Data provided.
────────

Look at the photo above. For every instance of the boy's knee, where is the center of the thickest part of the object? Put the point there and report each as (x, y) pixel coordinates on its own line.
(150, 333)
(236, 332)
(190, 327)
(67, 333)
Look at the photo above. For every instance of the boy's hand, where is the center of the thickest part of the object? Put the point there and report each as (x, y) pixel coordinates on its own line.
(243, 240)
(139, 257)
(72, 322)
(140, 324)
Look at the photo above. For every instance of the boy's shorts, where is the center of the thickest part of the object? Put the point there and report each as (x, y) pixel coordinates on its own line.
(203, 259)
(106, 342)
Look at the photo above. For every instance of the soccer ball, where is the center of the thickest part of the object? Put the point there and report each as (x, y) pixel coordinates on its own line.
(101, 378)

────────

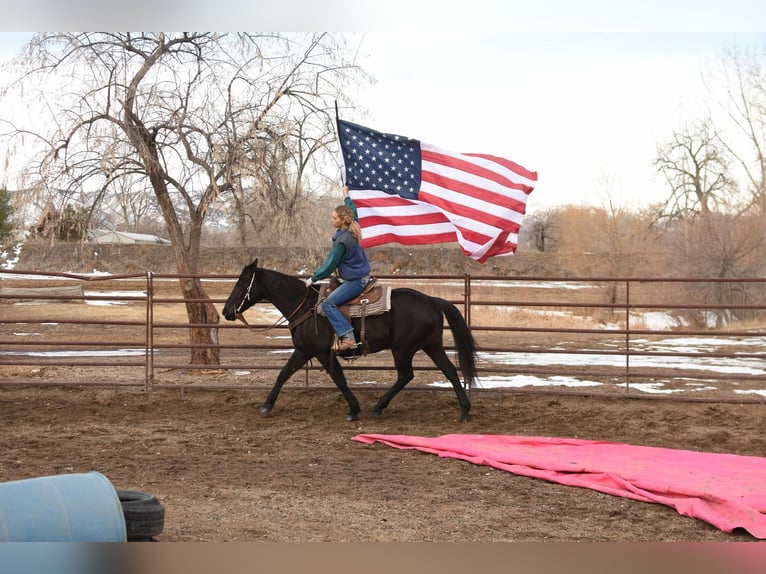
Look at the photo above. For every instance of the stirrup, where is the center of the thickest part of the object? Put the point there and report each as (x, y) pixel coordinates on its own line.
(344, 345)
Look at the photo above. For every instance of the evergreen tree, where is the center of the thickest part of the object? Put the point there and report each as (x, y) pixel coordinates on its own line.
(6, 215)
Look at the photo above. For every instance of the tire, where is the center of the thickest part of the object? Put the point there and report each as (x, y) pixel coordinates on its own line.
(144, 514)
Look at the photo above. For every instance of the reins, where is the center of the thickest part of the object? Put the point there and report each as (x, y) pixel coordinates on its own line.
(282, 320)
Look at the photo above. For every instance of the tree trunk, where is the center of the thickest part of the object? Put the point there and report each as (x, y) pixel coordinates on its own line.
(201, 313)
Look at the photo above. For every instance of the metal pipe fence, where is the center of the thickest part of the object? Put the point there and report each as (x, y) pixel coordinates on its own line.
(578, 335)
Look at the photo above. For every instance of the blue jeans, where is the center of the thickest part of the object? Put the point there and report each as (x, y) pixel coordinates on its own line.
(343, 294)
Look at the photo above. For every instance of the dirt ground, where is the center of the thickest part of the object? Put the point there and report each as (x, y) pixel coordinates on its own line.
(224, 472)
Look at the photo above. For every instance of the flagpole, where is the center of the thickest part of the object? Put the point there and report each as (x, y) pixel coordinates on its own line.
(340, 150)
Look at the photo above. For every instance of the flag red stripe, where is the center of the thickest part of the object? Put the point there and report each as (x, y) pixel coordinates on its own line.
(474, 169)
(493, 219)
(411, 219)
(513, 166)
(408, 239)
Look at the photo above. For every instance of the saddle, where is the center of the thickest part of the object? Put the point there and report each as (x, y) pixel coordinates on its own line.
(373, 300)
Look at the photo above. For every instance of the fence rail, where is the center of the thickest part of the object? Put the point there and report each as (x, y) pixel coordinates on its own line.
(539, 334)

────────

Directions. Count the lines in the entries above that contain the word "fence", and reply with only that number.

Exercise solution. 2